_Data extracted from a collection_

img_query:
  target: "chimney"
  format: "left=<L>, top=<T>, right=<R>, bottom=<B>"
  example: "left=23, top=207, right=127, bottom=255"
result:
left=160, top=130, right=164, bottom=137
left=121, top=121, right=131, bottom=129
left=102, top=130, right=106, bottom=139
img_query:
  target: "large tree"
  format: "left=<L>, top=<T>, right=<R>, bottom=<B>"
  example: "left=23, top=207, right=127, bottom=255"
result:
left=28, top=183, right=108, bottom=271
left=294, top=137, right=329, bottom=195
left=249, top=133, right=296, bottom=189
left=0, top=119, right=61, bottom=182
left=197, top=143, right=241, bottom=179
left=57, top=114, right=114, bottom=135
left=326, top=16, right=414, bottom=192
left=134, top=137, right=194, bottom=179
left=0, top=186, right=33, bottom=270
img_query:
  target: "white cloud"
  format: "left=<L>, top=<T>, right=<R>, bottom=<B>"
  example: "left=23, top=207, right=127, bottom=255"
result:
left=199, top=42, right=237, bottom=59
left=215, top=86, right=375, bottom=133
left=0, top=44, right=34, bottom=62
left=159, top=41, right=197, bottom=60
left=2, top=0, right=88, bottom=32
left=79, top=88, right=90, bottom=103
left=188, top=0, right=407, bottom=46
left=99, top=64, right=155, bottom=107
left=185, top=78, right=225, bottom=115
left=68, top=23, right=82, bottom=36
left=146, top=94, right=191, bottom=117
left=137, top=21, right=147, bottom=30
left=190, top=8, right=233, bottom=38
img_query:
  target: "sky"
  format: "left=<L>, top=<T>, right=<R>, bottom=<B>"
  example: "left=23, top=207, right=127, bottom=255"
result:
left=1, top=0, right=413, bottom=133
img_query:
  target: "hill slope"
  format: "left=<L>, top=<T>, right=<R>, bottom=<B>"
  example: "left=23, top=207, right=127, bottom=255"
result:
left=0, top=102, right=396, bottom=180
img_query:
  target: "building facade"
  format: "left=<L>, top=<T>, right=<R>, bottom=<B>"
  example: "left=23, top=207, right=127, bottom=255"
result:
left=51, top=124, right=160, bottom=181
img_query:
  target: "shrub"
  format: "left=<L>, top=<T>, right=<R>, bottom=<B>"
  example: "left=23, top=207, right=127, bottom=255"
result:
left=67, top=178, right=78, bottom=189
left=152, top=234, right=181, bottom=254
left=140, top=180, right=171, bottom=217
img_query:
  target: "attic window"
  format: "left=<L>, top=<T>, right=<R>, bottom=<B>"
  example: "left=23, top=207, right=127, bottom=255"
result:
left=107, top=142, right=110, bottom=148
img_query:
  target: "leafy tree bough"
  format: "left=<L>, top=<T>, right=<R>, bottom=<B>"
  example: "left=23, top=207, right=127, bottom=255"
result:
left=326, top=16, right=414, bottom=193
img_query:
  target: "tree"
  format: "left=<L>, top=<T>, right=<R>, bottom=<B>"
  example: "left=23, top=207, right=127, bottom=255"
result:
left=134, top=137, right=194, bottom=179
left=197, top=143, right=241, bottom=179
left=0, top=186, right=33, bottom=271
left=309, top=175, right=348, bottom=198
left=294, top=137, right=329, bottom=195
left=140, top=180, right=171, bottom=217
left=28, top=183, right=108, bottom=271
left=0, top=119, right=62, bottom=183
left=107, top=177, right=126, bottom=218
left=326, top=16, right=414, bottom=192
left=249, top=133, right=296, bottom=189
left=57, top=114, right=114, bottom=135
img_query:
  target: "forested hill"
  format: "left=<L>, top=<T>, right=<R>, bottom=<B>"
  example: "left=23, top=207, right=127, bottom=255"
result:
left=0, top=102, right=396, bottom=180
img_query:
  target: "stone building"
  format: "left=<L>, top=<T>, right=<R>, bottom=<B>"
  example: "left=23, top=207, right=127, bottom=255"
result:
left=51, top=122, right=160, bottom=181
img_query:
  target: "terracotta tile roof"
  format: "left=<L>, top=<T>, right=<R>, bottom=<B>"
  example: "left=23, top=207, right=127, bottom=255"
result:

_Assignment_
All records shown above are to be given again verbatim.

_Reply to the exercise_
img_query:
  target: "chimney"
  format: "left=<L>, top=<T>, right=<R>, bottom=<B>"
  example: "left=23, top=207, right=127, bottom=255"
result:
left=160, top=130, right=164, bottom=137
left=121, top=121, right=131, bottom=129
left=102, top=130, right=106, bottom=139
img_query:
  target: "large tree"
  format: "left=<L>, top=<T>, right=<R>, bottom=<B>"
  example: "left=23, top=207, right=127, bottom=255"
result:
left=28, top=183, right=108, bottom=271
left=294, top=137, right=329, bottom=195
left=249, top=133, right=296, bottom=189
left=0, top=119, right=61, bottom=182
left=197, top=143, right=241, bottom=179
left=57, top=114, right=114, bottom=135
left=326, top=16, right=414, bottom=192
left=134, top=137, right=194, bottom=179
left=0, top=186, right=33, bottom=270
img_query:
  target: "white cloud"
  format: "left=<L>, top=<T>, right=<R>, bottom=<B>"
  example: "left=23, top=207, right=127, bottom=255"
result:
left=199, top=42, right=237, bottom=59
left=215, top=86, right=375, bottom=133
left=0, top=44, right=34, bottom=62
left=159, top=41, right=197, bottom=60
left=2, top=0, right=88, bottom=32
left=79, top=88, right=90, bottom=103
left=188, top=0, right=407, bottom=46
left=99, top=64, right=155, bottom=107
left=185, top=78, right=225, bottom=115
left=68, top=23, right=82, bottom=36
left=146, top=94, right=191, bottom=117
left=137, top=21, right=147, bottom=30
left=190, top=8, right=233, bottom=38
img_query:
  target: "sky"
  format: "left=<L>, top=<T>, right=<R>, bottom=<B>"
  example: "left=23, top=207, right=127, bottom=255"
result:
left=1, top=0, right=413, bottom=133
img_query:
  target: "hill slope"
  format: "left=<L>, top=<T>, right=<R>, bottom=<B>"
  example: "left=23, top=207, right=127, bottom=255"
result:
left=0, top=102, right=396, bottom=180
img_query:
  target: "building facade"
  format: "left=<L>, top=<T>, right=<R>, bottom=<B>"
  example: "left=23, top=207, right=127, bottom=255"
result:
left=51, top=124, right=160, bottom=181
img_query:
  target: "shrub"
  format: "left=<L>, top=<T>, right=<R>, bottom=<B>"
  example: "left=23, top=207, right=127, bottom=255"
result:
left=67, top=178, right=78, bottom=189
left=152, top=234, right=181, bottom=254
left=140, top=180, right=171, bottom=217
img_query:
  target: "attic window"
  format: "left=<L>, top=<T>, right=<R>, bottom=<B>"
  example: "left=23, top=207, right=127, bottom=255"
result:
left=107, top=142, right=110, bottom=148
img_query:
  target: "leafy tree bough"
  format: "left=<L>, top=<T>, right=<R>, bottom=<B>"
  example: "left=23, top=207, right=127, bottom=255"
result:
left=326, top=16, right=414, bottom=193
img_query:
  target: "tree"
  format: "left=<L>, top=<T>, right=<R>, bottom=<B>"
  example: "left=23, top=207, right=127, bottom=255"
result:
left=134, top=137, right=194, bottom=179
left=197, top=143, right=241, bottom=179
left=0, top=186, right=33, bottom=271
left=309, top=175, right=348, bottom=198
left=294, top=137, right=329, bottom=195
left=140, top=180, right=171, bottom=217
left=28, top=183, right=108, bottom=271
left=0, top=119, right=62, bottom=183
left=107, top=177, right=126, bottom=218
left=326, top=16, right=414, bottom=192
left=249, top=133, right=296, bottom=189
left=57, top=114, right=114, bottom=135
img_query:
  target: "forested hill"
  format: "left=<L>, top=<T>, right=<R>, bottom=<B>"
  example: "left=23, top=207, right=127, bottom=255"
result:
left=0, top=102, right=396, bottom=180
img_query:
  target: "stone building"
  format: "left=<L>, top=<T>, right=<R>, bottom=<B>"
  example: "left=23, top=207, right=127, bottom=255"
result:
left=51, top=122, right=160, bottom=181
img_query:
  target: "terracotta tile roof"
  format: "left=<L>, top=<T>, right=<R>, bottom=<B>"
  example: "left=23, top=207, right=127, bottom=255"
result:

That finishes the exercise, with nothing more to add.